**What you need to do:**
Without the images, output each record below as it stands.

Provided material below:

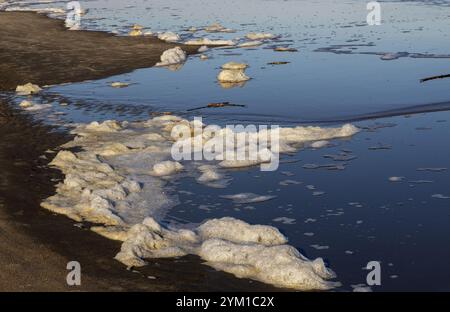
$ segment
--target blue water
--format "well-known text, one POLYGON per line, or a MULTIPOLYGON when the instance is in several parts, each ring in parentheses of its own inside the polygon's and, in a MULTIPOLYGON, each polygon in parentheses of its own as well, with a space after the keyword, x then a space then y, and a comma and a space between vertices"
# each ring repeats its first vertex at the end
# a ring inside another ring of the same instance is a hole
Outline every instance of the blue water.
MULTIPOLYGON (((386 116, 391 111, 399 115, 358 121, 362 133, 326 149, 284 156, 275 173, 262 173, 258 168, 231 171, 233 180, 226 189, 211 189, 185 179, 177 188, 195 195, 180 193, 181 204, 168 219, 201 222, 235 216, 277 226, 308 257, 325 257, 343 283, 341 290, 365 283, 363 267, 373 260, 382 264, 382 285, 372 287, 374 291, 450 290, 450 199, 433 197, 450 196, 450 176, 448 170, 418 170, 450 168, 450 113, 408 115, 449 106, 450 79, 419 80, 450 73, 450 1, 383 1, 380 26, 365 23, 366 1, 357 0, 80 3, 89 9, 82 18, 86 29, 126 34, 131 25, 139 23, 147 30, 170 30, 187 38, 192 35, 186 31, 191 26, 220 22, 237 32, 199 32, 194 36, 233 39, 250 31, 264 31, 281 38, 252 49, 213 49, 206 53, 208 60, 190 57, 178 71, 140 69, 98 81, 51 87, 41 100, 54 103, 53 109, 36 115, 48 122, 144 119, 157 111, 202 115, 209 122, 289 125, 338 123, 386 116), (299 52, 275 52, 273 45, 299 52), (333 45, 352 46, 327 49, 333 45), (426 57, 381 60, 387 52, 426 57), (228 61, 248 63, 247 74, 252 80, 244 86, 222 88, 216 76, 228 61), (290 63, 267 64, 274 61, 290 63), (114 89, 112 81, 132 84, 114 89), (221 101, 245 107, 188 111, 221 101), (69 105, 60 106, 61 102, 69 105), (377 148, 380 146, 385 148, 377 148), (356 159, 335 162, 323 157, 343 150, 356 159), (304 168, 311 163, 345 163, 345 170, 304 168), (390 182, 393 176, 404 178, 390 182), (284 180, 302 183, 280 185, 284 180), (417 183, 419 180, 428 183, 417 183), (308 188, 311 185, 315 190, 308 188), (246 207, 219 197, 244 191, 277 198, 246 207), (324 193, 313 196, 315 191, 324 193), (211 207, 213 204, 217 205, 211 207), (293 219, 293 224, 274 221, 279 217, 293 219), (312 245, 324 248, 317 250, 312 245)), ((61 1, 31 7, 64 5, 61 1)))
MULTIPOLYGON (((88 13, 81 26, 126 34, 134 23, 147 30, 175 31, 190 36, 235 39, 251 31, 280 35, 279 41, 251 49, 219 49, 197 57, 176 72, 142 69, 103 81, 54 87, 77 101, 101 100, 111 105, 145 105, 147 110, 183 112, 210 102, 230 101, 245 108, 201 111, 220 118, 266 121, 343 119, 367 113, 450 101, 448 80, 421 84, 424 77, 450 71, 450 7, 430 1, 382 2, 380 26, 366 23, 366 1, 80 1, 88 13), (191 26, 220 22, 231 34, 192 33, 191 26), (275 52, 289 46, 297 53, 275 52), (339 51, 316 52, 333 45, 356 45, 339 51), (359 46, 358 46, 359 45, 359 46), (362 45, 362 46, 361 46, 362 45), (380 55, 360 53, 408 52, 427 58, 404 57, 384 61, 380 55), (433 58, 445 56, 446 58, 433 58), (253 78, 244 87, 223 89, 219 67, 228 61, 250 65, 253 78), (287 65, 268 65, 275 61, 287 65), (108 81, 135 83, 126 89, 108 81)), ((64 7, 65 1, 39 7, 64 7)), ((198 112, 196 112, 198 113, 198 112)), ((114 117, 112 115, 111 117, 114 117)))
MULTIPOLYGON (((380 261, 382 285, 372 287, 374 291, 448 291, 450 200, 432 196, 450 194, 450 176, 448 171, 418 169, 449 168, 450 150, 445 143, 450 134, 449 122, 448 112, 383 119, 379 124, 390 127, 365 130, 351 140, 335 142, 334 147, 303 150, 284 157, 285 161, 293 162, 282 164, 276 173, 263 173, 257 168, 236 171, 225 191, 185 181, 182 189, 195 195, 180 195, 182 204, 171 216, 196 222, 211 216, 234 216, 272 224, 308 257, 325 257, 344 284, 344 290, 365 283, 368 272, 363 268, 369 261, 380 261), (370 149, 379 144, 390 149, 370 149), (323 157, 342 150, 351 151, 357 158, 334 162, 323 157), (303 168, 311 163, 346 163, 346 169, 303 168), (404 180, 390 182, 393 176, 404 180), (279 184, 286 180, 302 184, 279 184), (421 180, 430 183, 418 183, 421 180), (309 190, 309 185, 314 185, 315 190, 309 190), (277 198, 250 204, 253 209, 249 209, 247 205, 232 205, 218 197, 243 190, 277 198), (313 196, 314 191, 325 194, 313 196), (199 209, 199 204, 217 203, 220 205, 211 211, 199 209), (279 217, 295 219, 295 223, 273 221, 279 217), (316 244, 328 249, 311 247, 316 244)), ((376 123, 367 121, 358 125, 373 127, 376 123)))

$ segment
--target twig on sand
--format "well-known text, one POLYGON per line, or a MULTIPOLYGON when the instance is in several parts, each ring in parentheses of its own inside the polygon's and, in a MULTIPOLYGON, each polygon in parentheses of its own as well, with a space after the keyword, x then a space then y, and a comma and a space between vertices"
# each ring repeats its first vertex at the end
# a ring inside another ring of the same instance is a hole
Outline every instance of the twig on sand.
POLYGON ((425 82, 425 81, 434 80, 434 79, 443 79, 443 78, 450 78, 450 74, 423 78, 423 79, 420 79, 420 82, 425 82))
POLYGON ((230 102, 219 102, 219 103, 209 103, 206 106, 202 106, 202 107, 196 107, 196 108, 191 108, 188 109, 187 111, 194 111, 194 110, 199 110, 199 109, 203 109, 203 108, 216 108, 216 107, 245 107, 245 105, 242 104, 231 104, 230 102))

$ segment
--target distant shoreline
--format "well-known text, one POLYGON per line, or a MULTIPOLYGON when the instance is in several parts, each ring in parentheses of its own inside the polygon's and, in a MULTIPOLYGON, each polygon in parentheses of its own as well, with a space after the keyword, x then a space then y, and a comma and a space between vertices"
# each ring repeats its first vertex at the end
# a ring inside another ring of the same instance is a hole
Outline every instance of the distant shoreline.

End of Provided material.

**Answer to this task:**
$ segment
--target blue water
--format "well-known text, one POLYGON per line, or a MULTIPOLYGON when the instance is in several parts, each ring in parentheses of its own inside the polygon's and, in a MULTIPOLYGON, each polygon in parentheses of its own as well, with a space after the keyword, x then a space then y, and a comma and a space between vertices"
# each ring repeats its first vertex at the end
# a ring inside another ring of the same instance is a hole
Outline every instance of the blue water.
MULTIPOLYGON (((386 116, 391 111, 399 115, 358 121, 362 133, 326 149, 284 156, 275 173, 262 173, 258 168, 231 171, 233 180, 226 189, 211 189, 185 179, 177 188, 195 195, 180 193, 181 204, 168 219, 201 222, 235 216, 277 226, 308 257, 325 257, 343 283, 341 290, 365 283, 363 267, 373 260, 382 264, 382 285, 372 287, 374 291, 450 290, 450 199, 433 197, 450 196, 450 176, 448 170, 418 170, 450 168, 450 113, 408 115, 449 106, 450 79, 419 80, 450 73, 450 1, 383 1, 380 26, 365 23, 366 1, 357 0, 80 3, 89 9, 82 18, 86 29, 126 34, 131 25, 139 23, 147 30, 170 30, 187 38, 192 35, 186 31, 191 26, 220 22, 237 32, 199 32, 194 36, 233 39, 250 31, 264 31, 281 38, 252 49, 213 49, 206 53, 208 60, 190 57, 178 71, 140 69, 98 81, 51 87, 41 100, 54 103, 53 109, 36 115, 48 122, 144 119, 157 111, 202 115, 209 122, 289 125, 338 123, 386 116), (299 52, 275 52, 273 45, 299 52), (333 45, 352 46, 327 49, 333 45), (426 57, 381 60, 387 52, 426 57), (228 61, 248 63, 247 74, 252 80, 244 86, 222 88, 216 76, 228 61), (290 63, 267 64, 274 61, 290 63), (114 89, 112 81, 132 84, 114 89), (221 101, 245 107, 188 111, 221 101), (69 105, 60 106, 61 102, 69 105), (377 148, 380 146, 385 148, 377 148), (356 159, 335 162, 323 157, 343 150, 356 159), (304 168, 311 163, 345 163, 345 170, 304 168), (390 182, 393 176, 404 178, 390 182), (284 180, 302 183, 280 185, 284 180), (417 183, 419 180, 428 183, 417 183), (308 188, 311 185, 315 190, 308 188), (246 207, 219 197, 244 191, 277 198, 246 207), (324 193, 313 196, 315 191, 324 193), (211 207, 213 204, 217 205, 211 207), (293 219, 293 224, 274 221, 279 217, 293 219), (312 245, 324 248, 317 250, 312 245)), ((61 1, 31 7, 64 5, 61 1)))
MULTIPOLYGON (((88 13, 81 26, 126 34, 134 23, 147 30, 175 31, 190 36, 235 39, 251 31, 280 35, 279 41, 251 49, 219 49, 197 57, 176 72, 142 69, 103 81, 54 87, 77 101, 101 100, 111 105, 145 105, 147 110, 183 112, 210 102, 230 101, 245 108, 201 111, 220 118, 266 121, 343 119, 367 113, 450 101, 448 80, 421 84, 424 77, 450 71, 450 7, 430 1, 382 2, 380 26, 366 23, 366 1, 80 1, 88 13), (191 26, 220 22, 231 34, 192 33, 191 26), (275 52, 289 46, 297 53, 275 52), (339 51, 316 52, 333 45, 356 45, 339 51), (359 46, 358 46, 359 45, 359 46), (362 45, 362 46, 361 46, 362 45), (380 55, 360 53, 408 52, 427 58, 404 57, 384 61, 380 55), (433 58, 445 56, 446 58, 433 58), (253 78, 244 87, 223 89, 219 67, 228 61, 250 65, 253 78), (287 65, 268 65, 275 61, 287 65), (108 81, 135 83, 126 89, 108 81)), ((64 7, 65 1, 39 7, 64 7)), ((198 112, 196 112, 198 113, 198 112)), ((114 117, 112 115, 111 117, 114 117)))
MULTIPOLYGON (((380 261, 382 285, 372 287, 374 291, 448 291, 450 200, 432 196, 450 194, 450 176, 448 171, 418 169, 449 168, 450 150, 445 143, 450 134, 449 122, 448 112, 383 119, 379 124, 390 127, 365 130, 351 140, 335 142, 334 147, 303 150, 284 157, 285 161, 293 162, 282 164, 276 173, 263 173, 257 168, 236 171, 225 191, 185 181, 182 189, 195 195, 180 195, 182 204, 171 216, 196 222, 211 216, 234 216, 272 224, 308 257, 325 257, 344 284, 344 290, 365 283, 368 272, 363 268, 369 261, 380 261), (370 149, 379 144, 390 149, 370 149), (323 157, 342 150, 351 151, 357 158, 334 162, 323 157), (303 168, 311 163, 346 163, 346 169, 303 168), (404 180, 390 182, 393 176, 404 180), (279 184, 286 180, 302 184, 279 184), (421 180, 430 183, 418 183, 421 180), (309 190, 309 185, 314 185, 315 190, 309 190), (277 198, 250 204, 253 209, 249 209, 247 205, 232 205, 218 197, 243 190, 277 198), (313 196, 314 191, 325 194, 313 196), (199 209, 199 204, 217 203, 220 205, 211 211, 199 209), (279 217, 295 219, 295 223, 273 221, 279 217), (316 244, 328 249, 311 247, 316 244)), ((376 123, 367 121, 358 125, 373 127, 376 123)))

$ segment
--target twig on sand
--format "well-known text, one POLYGON per line, or a MULTIPOLYGON when the instance is in several parts, each ring in parentheses of its own inside the polygon's and, in a MULTIPOLYGON, each polygon in parentheses of its own as well, with a space after the keyword, x then a space then y, and a comma and a space between vertices"
# each ring repeats its first vertex at the end
# a ring inside another ring of the same instance is a hole
Outline every instance of the twig on sand.
POLYGON ((425 82, 425 81, 434 80, 434 79, 443 79, 443 78, 450 78, 450 74, 423 78, 423 79, 420 79, 420 82, 425 82))
POLYGON ((230 102, 219 102, 219 103, 209 103, 206 106, 202 106, 202 107, 196 107, 196 108, 191 108, 188 109, 187 111, 194 111, 194 110, 199 110, 199 109, 203 109, 203 108, 216 108, 216 107, 245 107, 245 105, 242 104, 231 104, 230 102))

$ segment
--target distant shoreline
--format "well-known text, one POLYGON per line, or a MULTIPOLYGON when the instance is in several parts, each ring in parentheses of its own inside the polygon's and, in a MULTIPOLYGON, each polygon in parentheses of its own as well, with a space after the keyword, x then a space then y, and a comma and a space between vertices"
# each ring repeats its first vertex at the end
# a ring inside another ring of the same instance is a hole
Outline every instance of the distant shoreline.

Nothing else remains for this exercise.